═════ Supplied material ═════

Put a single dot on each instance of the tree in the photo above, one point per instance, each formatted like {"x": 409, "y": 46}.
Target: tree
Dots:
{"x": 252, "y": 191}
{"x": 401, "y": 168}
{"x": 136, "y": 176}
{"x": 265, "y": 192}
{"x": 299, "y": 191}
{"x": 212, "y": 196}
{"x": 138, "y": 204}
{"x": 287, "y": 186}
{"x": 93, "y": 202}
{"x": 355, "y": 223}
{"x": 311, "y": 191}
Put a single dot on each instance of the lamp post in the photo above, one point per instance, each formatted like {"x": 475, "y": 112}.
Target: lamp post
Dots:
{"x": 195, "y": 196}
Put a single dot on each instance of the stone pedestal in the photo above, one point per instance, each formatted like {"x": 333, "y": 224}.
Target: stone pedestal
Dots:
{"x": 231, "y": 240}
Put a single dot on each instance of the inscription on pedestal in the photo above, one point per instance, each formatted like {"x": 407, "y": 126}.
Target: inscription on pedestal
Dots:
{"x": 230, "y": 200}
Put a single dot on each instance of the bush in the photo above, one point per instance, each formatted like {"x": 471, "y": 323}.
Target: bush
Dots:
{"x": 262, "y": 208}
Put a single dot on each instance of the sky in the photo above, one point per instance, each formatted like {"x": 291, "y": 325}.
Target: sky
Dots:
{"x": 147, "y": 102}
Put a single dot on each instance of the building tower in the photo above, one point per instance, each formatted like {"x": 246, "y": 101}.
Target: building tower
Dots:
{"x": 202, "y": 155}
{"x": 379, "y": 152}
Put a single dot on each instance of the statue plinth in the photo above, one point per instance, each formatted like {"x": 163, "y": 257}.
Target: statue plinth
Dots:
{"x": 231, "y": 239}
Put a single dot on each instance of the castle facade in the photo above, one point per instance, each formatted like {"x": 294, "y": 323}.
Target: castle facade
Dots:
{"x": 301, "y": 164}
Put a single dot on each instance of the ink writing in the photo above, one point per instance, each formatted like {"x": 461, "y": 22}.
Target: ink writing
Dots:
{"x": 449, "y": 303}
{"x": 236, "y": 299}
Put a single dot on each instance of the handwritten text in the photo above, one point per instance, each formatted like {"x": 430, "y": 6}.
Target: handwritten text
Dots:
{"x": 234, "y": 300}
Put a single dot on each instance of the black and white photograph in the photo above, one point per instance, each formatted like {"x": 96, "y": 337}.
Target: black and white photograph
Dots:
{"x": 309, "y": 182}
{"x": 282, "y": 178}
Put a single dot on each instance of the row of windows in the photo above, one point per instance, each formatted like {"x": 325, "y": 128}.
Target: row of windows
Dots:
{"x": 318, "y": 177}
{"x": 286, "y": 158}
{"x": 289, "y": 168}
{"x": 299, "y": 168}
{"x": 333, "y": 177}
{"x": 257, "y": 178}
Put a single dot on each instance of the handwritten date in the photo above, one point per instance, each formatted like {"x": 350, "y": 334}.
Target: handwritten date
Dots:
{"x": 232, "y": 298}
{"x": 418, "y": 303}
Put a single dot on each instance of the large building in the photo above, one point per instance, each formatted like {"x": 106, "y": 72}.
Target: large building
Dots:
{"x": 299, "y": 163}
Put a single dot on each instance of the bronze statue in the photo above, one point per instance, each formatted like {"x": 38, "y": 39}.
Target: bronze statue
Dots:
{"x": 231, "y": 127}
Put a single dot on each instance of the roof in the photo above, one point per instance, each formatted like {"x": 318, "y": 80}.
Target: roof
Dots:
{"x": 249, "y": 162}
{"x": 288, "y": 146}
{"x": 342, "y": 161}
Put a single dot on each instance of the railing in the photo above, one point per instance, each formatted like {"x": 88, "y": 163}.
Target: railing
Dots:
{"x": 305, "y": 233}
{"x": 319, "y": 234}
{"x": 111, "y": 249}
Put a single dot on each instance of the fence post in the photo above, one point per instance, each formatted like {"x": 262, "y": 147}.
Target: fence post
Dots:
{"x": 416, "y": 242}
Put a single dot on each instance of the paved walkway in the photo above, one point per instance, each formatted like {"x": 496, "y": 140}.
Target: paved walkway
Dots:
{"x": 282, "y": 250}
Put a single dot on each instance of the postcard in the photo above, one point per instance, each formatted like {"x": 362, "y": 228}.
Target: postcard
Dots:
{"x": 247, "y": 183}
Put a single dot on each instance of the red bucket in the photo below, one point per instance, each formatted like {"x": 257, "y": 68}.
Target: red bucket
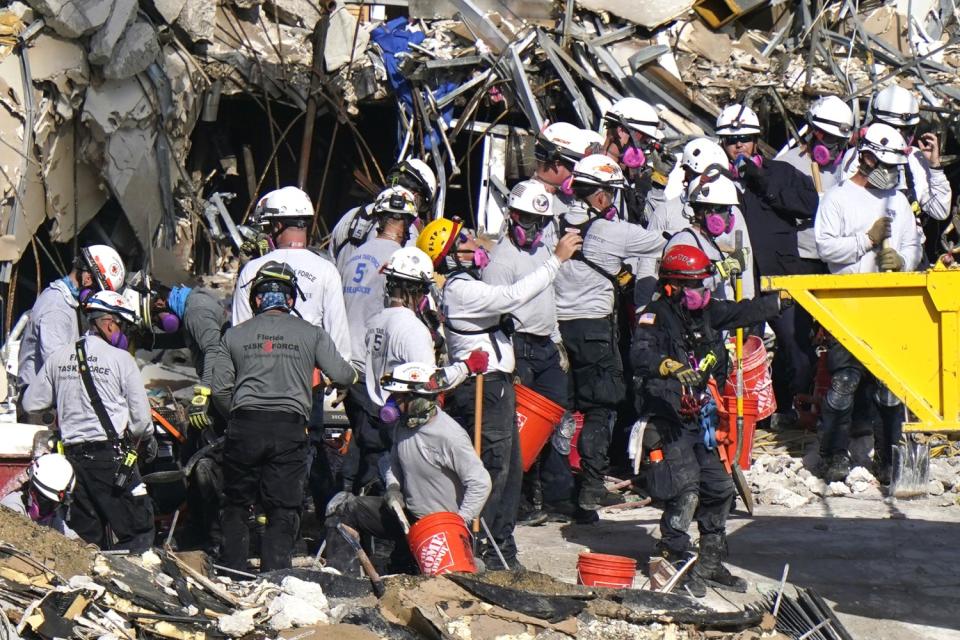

═════

Read through the lines above and collect those that contain the string "handwritten".

* **Task output**:
Put a single dot on each instance of the handwritten text in the photo above, one point per instance, each formatted like {"x": 430, "y": 6}.
Target: handwritten text
Put a single dot on each instance of the handwritten date in the photo above, one point per instance, each formatted like {"x": 350, "y": 334}.
Target: handwritten date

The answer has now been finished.